Source records:
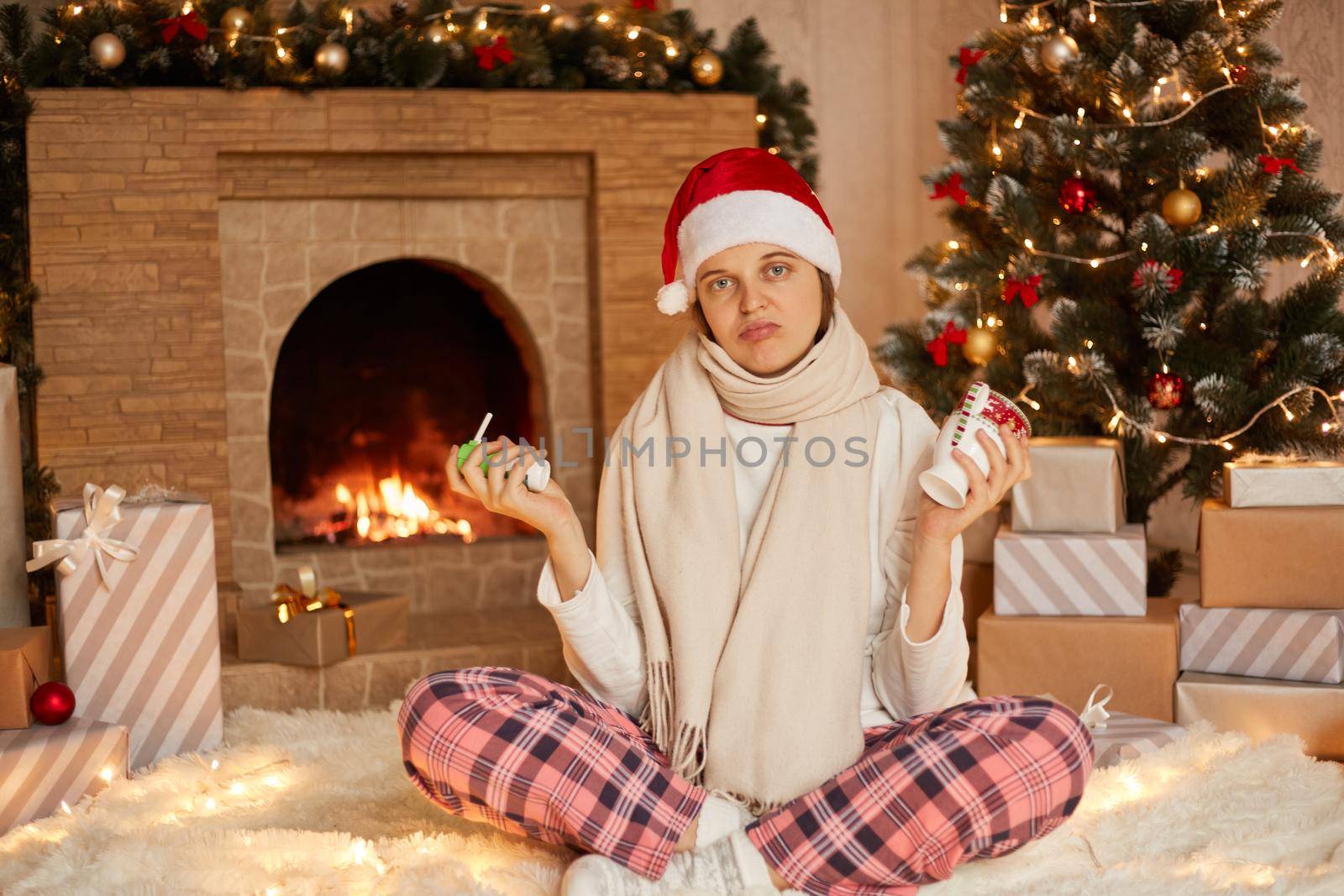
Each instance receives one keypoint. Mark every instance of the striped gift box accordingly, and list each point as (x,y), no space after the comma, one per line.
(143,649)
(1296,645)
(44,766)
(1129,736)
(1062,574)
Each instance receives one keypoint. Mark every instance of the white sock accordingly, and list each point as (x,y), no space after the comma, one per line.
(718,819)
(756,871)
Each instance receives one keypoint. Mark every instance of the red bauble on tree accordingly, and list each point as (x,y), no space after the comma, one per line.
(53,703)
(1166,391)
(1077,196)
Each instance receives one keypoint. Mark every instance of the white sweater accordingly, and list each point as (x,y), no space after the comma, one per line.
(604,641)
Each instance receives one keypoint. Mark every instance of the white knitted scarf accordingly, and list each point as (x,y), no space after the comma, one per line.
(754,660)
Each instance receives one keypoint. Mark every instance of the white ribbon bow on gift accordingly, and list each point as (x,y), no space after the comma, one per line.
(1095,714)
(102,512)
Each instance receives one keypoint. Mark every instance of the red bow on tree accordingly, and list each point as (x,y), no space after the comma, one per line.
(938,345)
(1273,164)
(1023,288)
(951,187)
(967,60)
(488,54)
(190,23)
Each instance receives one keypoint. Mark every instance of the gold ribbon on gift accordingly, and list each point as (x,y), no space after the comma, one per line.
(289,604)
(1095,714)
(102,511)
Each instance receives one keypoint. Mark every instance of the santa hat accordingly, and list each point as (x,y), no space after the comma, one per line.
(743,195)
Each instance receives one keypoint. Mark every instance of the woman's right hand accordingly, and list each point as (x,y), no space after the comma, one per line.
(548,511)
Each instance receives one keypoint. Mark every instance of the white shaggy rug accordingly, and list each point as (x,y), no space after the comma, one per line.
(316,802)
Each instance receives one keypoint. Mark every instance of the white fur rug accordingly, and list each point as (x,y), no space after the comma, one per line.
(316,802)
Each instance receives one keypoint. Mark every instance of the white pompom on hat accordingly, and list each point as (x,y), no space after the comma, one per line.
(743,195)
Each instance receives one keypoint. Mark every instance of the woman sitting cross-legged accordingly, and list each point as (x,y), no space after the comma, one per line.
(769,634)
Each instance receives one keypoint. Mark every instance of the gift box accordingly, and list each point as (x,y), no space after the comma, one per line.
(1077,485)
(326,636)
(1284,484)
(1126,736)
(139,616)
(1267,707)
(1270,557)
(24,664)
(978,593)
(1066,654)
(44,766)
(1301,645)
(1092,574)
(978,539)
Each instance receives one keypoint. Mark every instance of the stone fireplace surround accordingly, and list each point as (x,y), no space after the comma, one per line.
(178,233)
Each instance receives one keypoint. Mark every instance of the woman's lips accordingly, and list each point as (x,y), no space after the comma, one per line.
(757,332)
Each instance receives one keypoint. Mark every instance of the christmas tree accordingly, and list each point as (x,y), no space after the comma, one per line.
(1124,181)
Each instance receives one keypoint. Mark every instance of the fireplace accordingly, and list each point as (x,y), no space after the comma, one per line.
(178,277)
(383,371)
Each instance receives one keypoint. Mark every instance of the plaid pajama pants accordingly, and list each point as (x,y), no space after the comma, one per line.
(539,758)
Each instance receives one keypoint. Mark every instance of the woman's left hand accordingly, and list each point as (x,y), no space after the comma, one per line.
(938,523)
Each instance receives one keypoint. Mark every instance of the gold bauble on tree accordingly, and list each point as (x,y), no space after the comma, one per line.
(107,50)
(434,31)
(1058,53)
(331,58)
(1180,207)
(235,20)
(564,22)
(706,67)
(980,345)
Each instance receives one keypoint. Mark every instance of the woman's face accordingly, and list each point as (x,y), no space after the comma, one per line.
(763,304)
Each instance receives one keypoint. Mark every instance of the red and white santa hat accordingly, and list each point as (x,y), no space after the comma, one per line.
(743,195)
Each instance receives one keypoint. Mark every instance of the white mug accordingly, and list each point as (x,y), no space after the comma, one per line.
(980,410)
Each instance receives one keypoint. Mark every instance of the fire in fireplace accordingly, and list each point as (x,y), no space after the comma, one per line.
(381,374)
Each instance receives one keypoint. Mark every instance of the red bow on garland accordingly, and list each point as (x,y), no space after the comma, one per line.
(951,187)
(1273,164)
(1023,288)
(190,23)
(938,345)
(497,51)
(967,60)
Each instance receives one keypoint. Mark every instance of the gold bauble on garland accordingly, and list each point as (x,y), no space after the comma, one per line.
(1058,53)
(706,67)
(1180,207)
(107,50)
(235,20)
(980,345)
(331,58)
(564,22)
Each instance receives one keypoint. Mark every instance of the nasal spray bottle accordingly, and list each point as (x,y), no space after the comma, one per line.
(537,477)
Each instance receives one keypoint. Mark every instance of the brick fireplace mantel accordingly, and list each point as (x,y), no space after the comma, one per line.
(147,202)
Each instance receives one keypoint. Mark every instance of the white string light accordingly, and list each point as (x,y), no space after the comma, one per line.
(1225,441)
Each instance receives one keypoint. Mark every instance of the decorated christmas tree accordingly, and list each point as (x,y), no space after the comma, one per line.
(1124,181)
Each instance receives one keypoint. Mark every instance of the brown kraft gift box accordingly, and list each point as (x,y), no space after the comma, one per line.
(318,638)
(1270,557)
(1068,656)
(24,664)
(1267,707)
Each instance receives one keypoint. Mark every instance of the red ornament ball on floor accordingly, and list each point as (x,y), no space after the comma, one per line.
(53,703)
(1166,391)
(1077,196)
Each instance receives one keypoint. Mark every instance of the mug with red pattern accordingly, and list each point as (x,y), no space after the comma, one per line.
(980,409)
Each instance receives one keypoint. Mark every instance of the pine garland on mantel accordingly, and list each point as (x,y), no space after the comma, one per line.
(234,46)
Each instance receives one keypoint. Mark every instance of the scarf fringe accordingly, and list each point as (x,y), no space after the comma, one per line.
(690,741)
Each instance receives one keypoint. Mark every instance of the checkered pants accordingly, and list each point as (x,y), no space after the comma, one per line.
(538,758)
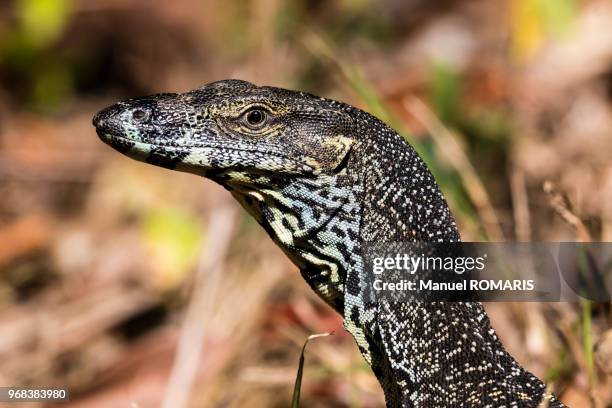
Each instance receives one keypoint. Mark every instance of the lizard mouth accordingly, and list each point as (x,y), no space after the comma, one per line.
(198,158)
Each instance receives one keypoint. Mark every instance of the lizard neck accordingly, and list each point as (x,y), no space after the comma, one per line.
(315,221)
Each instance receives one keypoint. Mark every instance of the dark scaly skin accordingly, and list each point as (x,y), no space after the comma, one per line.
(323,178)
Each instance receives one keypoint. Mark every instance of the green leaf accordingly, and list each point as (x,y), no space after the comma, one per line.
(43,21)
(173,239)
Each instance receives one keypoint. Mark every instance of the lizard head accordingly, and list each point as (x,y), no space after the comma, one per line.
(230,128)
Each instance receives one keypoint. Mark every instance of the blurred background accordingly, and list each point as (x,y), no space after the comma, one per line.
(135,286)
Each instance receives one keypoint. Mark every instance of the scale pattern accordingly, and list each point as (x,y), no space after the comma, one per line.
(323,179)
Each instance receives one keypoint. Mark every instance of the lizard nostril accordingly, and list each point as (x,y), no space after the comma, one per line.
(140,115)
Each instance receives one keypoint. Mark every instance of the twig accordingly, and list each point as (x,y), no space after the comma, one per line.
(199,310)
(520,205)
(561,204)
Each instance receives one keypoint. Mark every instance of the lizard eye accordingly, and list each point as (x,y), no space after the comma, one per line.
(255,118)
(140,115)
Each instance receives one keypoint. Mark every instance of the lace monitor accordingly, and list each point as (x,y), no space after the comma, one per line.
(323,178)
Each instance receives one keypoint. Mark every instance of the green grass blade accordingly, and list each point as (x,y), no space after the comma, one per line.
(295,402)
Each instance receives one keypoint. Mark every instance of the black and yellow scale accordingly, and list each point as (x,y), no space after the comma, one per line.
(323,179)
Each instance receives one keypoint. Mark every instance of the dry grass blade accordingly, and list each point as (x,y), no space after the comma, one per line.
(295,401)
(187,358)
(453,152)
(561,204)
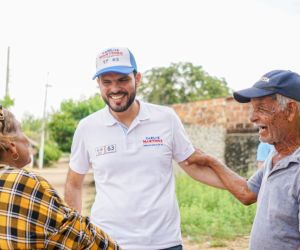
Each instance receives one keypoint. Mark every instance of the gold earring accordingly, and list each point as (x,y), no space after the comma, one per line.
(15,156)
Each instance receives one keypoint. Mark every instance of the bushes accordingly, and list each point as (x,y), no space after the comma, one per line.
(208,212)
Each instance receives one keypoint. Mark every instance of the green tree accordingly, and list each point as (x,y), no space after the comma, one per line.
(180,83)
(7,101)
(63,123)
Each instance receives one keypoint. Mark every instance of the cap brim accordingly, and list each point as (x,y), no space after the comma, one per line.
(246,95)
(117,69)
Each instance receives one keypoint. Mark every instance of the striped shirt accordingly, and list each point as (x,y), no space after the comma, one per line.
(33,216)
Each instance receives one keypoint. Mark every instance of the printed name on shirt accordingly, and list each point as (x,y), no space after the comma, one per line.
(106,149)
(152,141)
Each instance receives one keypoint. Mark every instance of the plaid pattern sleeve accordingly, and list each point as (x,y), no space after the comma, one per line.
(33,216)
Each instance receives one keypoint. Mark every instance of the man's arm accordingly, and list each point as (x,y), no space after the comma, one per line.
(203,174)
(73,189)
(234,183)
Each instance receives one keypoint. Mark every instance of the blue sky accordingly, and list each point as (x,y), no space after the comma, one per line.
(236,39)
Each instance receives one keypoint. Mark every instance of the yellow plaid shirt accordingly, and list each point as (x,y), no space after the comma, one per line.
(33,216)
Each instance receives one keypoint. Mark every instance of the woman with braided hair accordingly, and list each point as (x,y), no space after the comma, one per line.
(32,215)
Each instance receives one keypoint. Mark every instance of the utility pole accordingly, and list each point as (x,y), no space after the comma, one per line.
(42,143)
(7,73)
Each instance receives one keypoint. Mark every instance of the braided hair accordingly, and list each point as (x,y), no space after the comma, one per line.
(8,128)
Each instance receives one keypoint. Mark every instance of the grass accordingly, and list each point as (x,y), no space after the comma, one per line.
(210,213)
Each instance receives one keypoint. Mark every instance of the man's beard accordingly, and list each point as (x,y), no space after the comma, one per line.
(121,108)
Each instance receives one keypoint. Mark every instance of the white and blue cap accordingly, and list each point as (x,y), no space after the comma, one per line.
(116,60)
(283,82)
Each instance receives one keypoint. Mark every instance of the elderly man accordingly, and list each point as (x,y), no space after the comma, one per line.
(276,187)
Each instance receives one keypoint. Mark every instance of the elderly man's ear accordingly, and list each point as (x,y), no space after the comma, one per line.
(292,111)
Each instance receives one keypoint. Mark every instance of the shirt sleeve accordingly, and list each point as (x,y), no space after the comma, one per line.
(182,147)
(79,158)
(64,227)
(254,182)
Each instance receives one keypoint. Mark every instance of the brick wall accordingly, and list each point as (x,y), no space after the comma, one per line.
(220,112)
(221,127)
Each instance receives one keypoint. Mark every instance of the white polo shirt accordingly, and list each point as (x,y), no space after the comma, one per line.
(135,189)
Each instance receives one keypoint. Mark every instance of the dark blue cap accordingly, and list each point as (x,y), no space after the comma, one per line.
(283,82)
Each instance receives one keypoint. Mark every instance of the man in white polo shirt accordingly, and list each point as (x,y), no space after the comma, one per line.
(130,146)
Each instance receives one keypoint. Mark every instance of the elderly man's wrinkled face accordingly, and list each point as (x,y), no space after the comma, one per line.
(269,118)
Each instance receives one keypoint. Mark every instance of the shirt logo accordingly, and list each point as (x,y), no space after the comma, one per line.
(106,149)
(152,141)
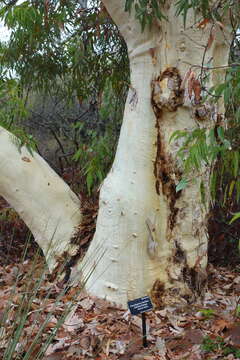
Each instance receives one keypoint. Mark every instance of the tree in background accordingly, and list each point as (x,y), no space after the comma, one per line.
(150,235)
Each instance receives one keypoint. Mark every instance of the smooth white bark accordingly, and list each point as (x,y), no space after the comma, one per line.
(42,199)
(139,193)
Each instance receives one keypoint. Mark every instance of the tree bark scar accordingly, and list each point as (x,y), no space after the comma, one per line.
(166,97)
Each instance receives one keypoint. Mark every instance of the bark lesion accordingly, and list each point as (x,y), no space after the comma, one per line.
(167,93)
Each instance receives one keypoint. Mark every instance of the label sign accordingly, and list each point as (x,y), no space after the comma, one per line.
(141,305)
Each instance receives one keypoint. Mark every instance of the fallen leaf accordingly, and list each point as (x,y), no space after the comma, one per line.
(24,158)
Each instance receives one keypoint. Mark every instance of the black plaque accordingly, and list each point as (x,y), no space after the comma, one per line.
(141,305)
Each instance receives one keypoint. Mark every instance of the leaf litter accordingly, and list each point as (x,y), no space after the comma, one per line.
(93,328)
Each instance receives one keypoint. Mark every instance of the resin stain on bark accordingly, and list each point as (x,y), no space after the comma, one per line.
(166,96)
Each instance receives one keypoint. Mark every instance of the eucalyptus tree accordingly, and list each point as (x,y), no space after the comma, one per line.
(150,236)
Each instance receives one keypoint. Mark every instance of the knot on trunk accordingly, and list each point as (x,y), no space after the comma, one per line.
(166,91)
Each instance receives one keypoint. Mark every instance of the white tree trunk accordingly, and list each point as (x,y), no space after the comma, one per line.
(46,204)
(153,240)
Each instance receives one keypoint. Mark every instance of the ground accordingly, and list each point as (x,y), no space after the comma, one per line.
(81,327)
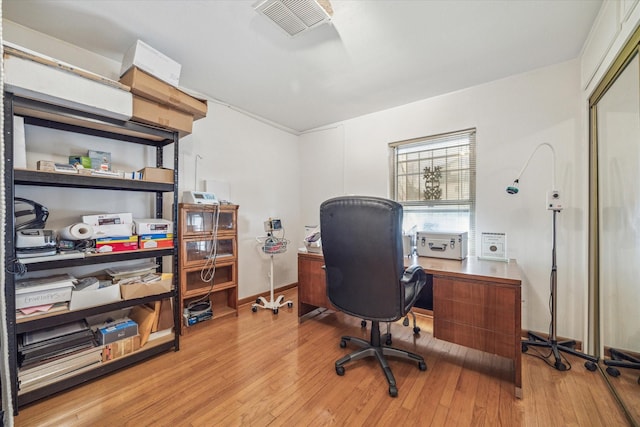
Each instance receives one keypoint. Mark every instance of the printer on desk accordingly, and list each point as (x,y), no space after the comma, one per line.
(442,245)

▶ _Required work_
Write out exactly the lines from the one containing "of the knot" to the last line of the records above, both included, and leave out any pictures.

▶ _Final answer_
Each instance receives one keypoint. Mark every instance of the knot on trunk accordingly, and list each point as (x,y), no space after the comma, one per line.
(166,91)
Each instance receives one keypoint. Mark every instance of the white tree trunk accordingly, and list each point as (x,y), no space after the comma, one per line.
(46,204)
(153,240)
Each instance receives one keypoint. Mark every instance of the ground accordingly, and list each point as (x,y), no space after the comma, one per line.
(81,327)
Each instance receives one keypoint. Mark every instance of the printer on desk accordingly, and list each point as (x,y), no space after the comma, one per line.
(442,245)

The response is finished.